„The Boys“: Wenn Superman & Co. Soziopathen wären – Review

Amazons Comicadaption dekonstruiert Idee des strahlenden Superhelden

Marcus Kirzynowski
Rezension von Marcus Kirzynowski – 25.07.2019, 18:30 Uhr

Die Titelfiguren von „The Boys“ – Bild: Amazon.com Inc./Prime Video
Die Titelfiguren von „The Boys“

Die erste Folge von „The Boys“ beginnt mit einem animierten Intro des Superhelden-Labels Vought, in dem dessen bunt kostümierte Figuren posieren, wie man es etwa auch von DC- oder Marvel-Serien kennt. Der Unterschied ist, dass einem diese Heldenfiguren völlig unbekannt sind, falls man nicht gerade die Comicserie gelesen hat, auf der die Serie basiert. Der zweite Unterschied ist, dass es das Label Vought in der Realität gar nicht gibt – „The Boys“ ist beim US-Verlag Dynamite Entertainment erschienen. Das fiktive Intro ist ein Gag auf der Metaebene, den man erst im Laufe der Auftaktepisode versteht. Denn innerhalb des Serienuniversums ist es eben dieses Unternehmen – Vought International -, das alle Geschäftsfelder, die mit kostümierten Helden zu tun haben, fest in seiner Hand hat.

Die Serie der Amazon Studios spielt in einer Welt, in der Superhelden wirklich existieren. Das ist nun wahrlich keine neue Idee mehr, gab es doch ähnliche Ansätze bereits in Comics und deren Verfilmungen von „Watchmen“ bis „Powers“. Neu ist hier allerdings der kapitalismuskritische Aspekt, denn der Großkonzern Vought vermarktet nicht nur die Comichefte, Kinoblockbuster und Merchandisingprodukte der Helden, sondern steuert auch die Aktionen der exklusiv bei ihnen unter Vertrag stehenden Helden selbst. Das Top-Team mit Namen „The Seven“ – vergleichbar mit den Avengers oder der Justice League – trifft sich in ihrem Versammlungsraum in der oberen Etage des Vought-Wolkenkratzers. Auch die Zusammensetzung des Teams klingt bekannt: Chef ist ein wie Captain America in eine US-Flagge gehüllter Supermann namens Homelander (Antony Starr), dessen Ex-Freundin Queen Maeve (Dominique McElligott, „Hell on Wheels“) erinnert an Wonder Woman, über den Fischmann The Deep (Chace Crawford) machen sich die anderen gerne lustig und A-Train (Jessie T. Usher) ist der schnellste Mann der Welt.
________________________________________
Aufgaben ▸
1/ Welcher Schauspieler verkörpert laut der Rezension zu „The Boys“ die Figur Homelander?
2/ Zitiere aus der Rezension zu „The Boys“ die Passage von „Die erste Folge“ bis „seiner Hand hat.“.
3/ Führe die Rezension zu „The Boys“ nach ihrem letzten Satz weiter.
Die Daten stammen aus einer anderen Quelle als die Rezension zu „The Boys“.

Bereitgestellte Daten ▸
________________________________________
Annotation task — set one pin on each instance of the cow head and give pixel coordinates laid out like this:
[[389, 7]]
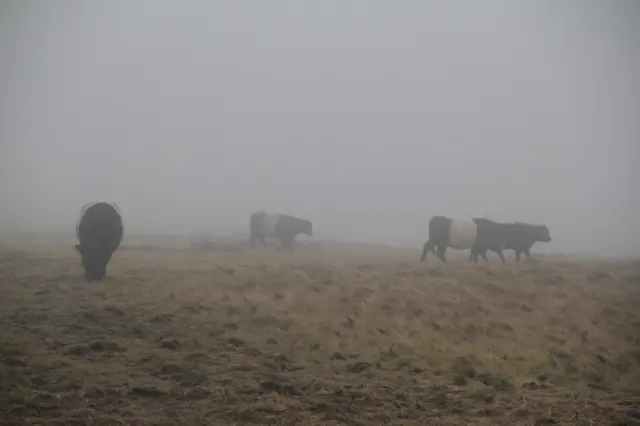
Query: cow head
________________________________________
Antworten ▸
1/ Antony Starr spielt Homelander.

2/
Die erste Folge von „The Boys“ beginnt mit einem animierten Intro des Superhelden-Labels Vought, in dem dessen bunt kostümierte Figuren posieren, wie man es etwa auch von DC- oder Marvel-Serien kennt. Der Unterschied ist, dass einem diese Heldenfiguren völlig unbekannt sind, falls man nicht gerade die Comicserie gelesen hat, auf der die Serie basiert. Der zweite Unterschied ist, dass es das Label Vought in der Realität gar nicht gibt – „The Boys“ ist beim US-Verlag Dynamite Entertainment erschienen. Das fiktive Intro ist ein Gag auf der Metaebene, den man erst im Laufe der Auftaktepisode versteht. Denn innerhalb des Serienuniversums ist es eben dieses Unternehmen – Vought International -, das alle Geschäftsfelder, die mit kostümierten Helden zu tun haben, fest in seiner Hand hat.

3/
Letzterer bringt die Handlung in Gang, als er bei einem Einsatz versehentlich eine junge Frau tötet, die ihm im Weg steht – er rennt buchstäblich einfach durch sie hindurch, ihr Freund Hughie hält danach nur noch ihre abgetrennten Arme in den Händen. Die Arroganz des „Helden“, der nicht mal die Zeit für eine Entschuldigung findet, macht den ebenso nerdigen wie schüchternen Hughie (Jack Quaid) richtig wütend. Er entwickelt einen Hass nicht nur auf A-Train, sondern auf die übermenschlichen Wesen, die sich auch über das Gesetz stellen, im Allgemeinen. Das macht sich ein geheimnisvoller Fremder namens Billy Butcher (Karl Urban) zu Nutzen, der den trauernden Elektronikmarktverkäufer, der noch bei seinem Vater lebt, für eine inoffizielle CIA-Einheit rekrutiert – eben jene „Jungs“ des Serientitels. Von Butcher erfährt Hughie, dass auch die anderen Mitglieder der „Seven“ keinesfalls die selbstlosen Helden sind, als die sie von der Öffentlichkeit gefeiert werden.

Die neuen Seven: Starlight, The Deep, der unsichtbare Translucent, Queen Maeve, Black Noir, der tödliche A-Train und der Anführer, Homelander
Parallel erzählt Serienentwickler Eric Kripke („Supernatural“) die Geschichte von Annie January (Erin Moriarty), die in einem Casting ausgewählt wird, als Starlight das jüngste Mitglied der „Seven“ zu werden. Für die junge Frau geht damit ein Traum in Erfüllung, auf den sie mit ihrer ehrgeizigen Mutter lange hingearbeitet hat. Doch schon bei ihrer ersten Begegnung mit einem ihrer neuen Teamkollegen wird sie aufs Heftigste desillusioniert: The Deep lässt plötzlich die Hosen runter und zwingt sie zum Oralsex.

Es ist was fischig mit The Deep (Chace Crawford)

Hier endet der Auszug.